▶ **PROBLEM A**:
Copy out each line of the records that contains the word "mountain".

+===+

Glenn v. Aultman & Taylor Machinery Company

Decision Date02 October 1917
Citation30 Idaho 727,167 P. 1163
CourtIdaho Supreme Court
PartiesFRED W. GLENN, Respondent, v. AULTMAN & TAYLOR MACHINERY COMPANY, a Corporation; CHARLES H. DOBSON, Defendants, and W. F. FRAMBACH, Appellant

NOTICE OF APPEAL-SERVICE OF-FAILURE TO NAME ADVERSE PARTY IN NOTICE-ABSENCE OF CERTIFICATE FROM TRANSCRIPT-DISMISSAL.

1. Where one of several codefendants appeals from the judgment or order of the trial court, service of notice of appeal upon such codefendants is essential to the validity of his appeal since they are adverse parties to the extent that their interests would be affected by the result of such appeal.

2. Where a notice of appeal is addressed to certain parties naming them, its legal effect is limited to such parties only.

3. An appeal will be dismissed where it appears that the notice of appeal has not been served upon all of the adverse parties whose interest might be affected by a reversal or modification of the judgment.

4. Where a transcript on appeal does not contain a certificate from either the trial judge, the clerk or the attorneys that it contains all the records, papers and files used or considered by the trial judge upon the hearing of a motion to correct the judgment, as required by sec. 4821, Rev. Codes and Rule 24 of the rules of this court, the appeal must be dismissed.

APPEAL from the District Court of the Fourth Judicial District, for Twin Falls County. Hon. Wm. A. Babcock, Judge.

Action to recover for services rendered. Judgment for plaintiff. Appeal dismissed.

Appeal dismissed. Costs awarded to respondent.

Turner K. Hackman, for Appellant.

We rely upon the case of Weeter Lumber Co. v. Fales, 20 Idaho 255, Ann. Cas. 1913A, 403, 118 P. 289, and contend that under that case even were Dobson a resident of this state, he would not need personal notice, and that it is a matter for him to settle as to whom he wants as his attorney.

Counsel for Frambach also represents Dobson, the nonresident, as well as the Aultman & Taylor Machinery Company, the principals and is ready and willing and has ample authority to bind Dobson, the nonresident, and the Aultman & Taylor Company to abide by any judgment rendered by this court.

Sweeley & Sweeley, for Respondent.

+===+

▶ **PROBLEM B**:
According to the court decision above, the appeal came from the district court for which county?

+===+

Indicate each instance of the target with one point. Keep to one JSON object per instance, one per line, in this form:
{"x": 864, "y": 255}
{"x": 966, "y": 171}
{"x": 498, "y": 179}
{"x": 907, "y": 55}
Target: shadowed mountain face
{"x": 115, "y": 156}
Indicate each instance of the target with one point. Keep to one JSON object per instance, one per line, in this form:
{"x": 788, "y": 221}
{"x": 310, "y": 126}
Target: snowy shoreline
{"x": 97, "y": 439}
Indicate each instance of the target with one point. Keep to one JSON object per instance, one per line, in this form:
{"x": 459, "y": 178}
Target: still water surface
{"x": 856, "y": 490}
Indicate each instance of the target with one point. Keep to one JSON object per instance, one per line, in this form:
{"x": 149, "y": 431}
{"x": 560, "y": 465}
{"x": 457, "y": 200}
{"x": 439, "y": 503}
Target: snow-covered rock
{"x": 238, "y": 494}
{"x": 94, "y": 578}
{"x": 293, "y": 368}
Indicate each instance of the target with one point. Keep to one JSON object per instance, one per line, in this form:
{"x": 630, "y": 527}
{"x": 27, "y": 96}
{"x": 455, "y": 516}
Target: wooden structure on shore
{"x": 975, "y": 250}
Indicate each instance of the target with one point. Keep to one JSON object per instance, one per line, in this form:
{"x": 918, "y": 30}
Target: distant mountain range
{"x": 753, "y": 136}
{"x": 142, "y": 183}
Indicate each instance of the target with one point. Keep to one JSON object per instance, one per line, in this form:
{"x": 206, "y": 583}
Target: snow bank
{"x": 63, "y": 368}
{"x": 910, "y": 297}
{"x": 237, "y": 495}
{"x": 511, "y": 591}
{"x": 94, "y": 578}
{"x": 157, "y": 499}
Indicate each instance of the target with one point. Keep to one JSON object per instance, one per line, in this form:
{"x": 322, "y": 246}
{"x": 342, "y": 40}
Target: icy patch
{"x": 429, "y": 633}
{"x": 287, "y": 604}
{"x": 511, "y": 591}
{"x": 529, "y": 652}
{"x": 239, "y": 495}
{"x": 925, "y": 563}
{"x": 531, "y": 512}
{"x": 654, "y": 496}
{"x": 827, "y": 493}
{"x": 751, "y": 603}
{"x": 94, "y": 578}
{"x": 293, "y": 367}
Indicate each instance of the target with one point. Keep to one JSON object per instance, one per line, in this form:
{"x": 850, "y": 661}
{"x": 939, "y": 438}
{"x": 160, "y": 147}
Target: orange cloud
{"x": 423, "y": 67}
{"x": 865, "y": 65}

+===+

▶ **CORRECT RESPONSE A**:
Target: shadowed mountain face
Target: distant mountain range

▶ **CORRECT RESPONSE B**:
Twin Falls County